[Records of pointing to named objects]
-*-

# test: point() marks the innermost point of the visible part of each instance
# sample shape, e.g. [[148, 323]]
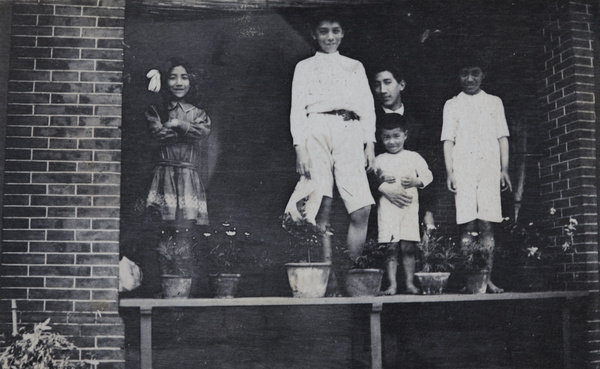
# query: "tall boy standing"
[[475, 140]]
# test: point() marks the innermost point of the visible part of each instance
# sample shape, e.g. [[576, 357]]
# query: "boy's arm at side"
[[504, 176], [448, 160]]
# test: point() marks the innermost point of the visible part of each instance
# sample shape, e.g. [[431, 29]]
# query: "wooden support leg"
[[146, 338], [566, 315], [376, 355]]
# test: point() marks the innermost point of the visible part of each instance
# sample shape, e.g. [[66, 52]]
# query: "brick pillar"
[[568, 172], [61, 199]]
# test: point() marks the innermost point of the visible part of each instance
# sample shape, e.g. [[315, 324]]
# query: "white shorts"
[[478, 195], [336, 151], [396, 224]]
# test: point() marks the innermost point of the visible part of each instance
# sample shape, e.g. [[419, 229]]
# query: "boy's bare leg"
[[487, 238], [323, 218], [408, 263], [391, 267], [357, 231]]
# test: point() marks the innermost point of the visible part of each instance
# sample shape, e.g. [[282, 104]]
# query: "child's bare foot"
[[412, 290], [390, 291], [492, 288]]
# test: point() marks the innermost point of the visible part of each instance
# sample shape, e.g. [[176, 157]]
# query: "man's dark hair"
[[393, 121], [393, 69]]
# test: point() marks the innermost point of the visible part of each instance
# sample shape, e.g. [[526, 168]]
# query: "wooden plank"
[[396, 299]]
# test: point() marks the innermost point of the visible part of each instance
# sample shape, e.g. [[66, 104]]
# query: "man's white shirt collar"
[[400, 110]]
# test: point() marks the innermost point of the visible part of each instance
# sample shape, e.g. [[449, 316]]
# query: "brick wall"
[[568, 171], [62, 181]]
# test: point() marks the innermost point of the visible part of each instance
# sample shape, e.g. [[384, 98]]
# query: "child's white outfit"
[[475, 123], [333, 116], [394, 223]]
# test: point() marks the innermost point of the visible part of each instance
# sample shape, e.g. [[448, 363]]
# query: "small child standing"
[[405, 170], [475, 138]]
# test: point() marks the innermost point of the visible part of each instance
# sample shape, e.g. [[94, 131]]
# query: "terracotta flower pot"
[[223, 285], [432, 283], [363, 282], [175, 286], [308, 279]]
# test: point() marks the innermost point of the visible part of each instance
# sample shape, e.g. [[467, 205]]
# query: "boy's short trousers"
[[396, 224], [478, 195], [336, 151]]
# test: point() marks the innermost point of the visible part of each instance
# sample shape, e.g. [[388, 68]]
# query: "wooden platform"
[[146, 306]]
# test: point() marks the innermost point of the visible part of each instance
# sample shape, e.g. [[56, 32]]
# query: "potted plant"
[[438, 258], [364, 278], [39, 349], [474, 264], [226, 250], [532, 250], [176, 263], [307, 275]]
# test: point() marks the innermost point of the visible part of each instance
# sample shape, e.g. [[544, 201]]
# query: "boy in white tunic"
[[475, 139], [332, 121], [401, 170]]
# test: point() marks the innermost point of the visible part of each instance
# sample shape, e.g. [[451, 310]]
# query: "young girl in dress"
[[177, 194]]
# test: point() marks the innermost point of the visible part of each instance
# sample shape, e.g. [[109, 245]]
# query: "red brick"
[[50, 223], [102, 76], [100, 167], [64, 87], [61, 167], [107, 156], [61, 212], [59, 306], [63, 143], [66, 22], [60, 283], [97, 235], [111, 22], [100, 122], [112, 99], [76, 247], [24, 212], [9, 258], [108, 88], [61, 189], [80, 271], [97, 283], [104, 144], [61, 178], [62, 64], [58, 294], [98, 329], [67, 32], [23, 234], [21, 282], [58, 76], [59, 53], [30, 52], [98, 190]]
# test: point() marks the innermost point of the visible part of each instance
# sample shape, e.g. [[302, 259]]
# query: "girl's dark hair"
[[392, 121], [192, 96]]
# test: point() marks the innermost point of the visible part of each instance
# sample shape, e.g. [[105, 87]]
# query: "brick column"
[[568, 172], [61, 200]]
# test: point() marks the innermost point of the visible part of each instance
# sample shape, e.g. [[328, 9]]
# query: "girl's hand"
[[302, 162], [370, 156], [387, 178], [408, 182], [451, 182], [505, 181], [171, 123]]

-*-

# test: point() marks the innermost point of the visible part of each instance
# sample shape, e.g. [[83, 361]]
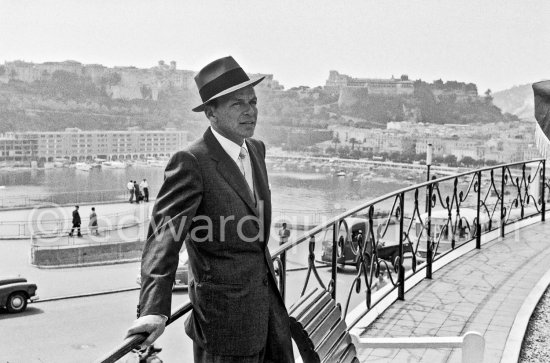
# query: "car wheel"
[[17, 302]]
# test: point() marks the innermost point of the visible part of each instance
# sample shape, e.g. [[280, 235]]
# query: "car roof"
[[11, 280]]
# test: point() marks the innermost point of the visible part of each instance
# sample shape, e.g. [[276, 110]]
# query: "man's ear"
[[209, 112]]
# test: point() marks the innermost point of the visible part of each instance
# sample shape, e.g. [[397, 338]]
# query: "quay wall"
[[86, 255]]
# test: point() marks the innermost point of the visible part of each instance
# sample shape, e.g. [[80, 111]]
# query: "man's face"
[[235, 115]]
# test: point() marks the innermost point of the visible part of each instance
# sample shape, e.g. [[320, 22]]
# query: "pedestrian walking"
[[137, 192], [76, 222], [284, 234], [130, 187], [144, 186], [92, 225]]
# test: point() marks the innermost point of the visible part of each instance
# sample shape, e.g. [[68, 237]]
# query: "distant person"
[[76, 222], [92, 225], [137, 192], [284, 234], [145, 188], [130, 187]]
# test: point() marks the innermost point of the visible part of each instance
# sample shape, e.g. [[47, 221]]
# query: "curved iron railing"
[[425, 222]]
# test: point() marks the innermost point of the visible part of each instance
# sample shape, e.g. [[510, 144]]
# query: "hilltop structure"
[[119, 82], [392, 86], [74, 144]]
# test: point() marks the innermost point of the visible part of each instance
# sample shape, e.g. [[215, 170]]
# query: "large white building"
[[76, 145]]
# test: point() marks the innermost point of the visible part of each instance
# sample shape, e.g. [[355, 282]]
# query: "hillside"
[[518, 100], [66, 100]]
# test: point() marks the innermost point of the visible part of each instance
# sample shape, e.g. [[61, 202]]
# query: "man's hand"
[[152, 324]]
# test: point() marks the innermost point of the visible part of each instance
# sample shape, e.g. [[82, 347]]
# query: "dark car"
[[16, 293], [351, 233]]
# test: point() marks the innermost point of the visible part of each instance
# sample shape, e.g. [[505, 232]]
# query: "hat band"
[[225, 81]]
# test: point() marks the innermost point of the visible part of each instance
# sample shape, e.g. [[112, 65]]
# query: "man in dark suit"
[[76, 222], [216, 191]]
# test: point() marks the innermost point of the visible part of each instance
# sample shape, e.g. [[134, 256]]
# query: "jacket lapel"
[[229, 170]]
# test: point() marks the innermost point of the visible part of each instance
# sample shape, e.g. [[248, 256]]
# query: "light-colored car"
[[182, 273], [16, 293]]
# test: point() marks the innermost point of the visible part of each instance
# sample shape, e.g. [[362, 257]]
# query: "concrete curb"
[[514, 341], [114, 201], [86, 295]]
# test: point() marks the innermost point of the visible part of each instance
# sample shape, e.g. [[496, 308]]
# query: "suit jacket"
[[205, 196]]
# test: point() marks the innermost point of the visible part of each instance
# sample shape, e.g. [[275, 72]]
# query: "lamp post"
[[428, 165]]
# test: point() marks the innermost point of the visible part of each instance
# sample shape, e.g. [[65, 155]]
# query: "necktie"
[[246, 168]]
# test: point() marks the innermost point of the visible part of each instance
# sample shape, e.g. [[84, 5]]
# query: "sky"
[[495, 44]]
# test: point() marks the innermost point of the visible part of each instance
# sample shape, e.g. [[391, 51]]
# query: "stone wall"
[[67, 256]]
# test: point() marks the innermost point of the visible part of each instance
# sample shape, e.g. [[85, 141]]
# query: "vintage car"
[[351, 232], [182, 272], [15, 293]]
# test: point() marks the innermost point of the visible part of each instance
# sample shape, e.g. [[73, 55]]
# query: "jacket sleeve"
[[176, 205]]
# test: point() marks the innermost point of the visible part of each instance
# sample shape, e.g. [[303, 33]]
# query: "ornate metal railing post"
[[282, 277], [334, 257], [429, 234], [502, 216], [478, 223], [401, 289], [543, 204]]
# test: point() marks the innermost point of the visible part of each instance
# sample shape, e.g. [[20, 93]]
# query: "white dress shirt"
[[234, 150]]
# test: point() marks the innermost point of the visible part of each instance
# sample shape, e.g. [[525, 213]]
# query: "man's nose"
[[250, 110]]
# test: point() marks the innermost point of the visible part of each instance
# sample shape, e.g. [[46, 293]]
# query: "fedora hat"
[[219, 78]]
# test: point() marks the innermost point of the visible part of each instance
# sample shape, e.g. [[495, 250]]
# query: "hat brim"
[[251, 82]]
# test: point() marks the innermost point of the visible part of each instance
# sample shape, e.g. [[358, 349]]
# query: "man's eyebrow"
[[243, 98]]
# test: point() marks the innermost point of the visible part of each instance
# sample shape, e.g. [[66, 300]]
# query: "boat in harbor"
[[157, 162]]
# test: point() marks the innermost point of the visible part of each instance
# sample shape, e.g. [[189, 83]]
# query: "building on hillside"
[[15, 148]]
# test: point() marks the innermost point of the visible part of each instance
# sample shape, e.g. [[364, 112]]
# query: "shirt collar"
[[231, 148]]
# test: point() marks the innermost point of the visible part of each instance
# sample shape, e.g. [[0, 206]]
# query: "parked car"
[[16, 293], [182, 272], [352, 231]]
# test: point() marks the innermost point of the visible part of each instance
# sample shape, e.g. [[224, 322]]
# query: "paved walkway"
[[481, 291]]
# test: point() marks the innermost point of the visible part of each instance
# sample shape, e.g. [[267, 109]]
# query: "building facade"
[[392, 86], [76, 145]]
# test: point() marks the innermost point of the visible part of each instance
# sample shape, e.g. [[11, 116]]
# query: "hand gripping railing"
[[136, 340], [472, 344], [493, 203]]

-*-

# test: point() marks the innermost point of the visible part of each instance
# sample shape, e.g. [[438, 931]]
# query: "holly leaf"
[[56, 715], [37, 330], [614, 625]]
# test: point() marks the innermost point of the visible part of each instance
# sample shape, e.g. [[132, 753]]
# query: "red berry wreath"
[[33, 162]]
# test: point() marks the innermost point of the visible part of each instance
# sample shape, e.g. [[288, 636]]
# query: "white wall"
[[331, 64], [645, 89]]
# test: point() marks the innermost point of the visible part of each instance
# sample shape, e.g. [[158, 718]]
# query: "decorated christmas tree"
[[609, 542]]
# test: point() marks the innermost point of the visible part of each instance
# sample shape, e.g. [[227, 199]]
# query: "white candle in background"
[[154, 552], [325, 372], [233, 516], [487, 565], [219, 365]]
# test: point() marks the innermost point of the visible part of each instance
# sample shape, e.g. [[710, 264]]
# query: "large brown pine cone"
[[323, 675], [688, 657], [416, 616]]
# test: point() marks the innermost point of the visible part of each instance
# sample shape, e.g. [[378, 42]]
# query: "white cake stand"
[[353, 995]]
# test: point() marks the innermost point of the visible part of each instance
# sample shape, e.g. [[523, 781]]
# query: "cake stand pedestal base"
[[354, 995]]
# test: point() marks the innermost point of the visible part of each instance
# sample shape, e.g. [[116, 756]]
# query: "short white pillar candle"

-*-

## WHAT IS REQUIRED
Tally the lines of the records above that contain the string "wall", treating case as significant, and give only the number.

## FINISHED EXERCISE
4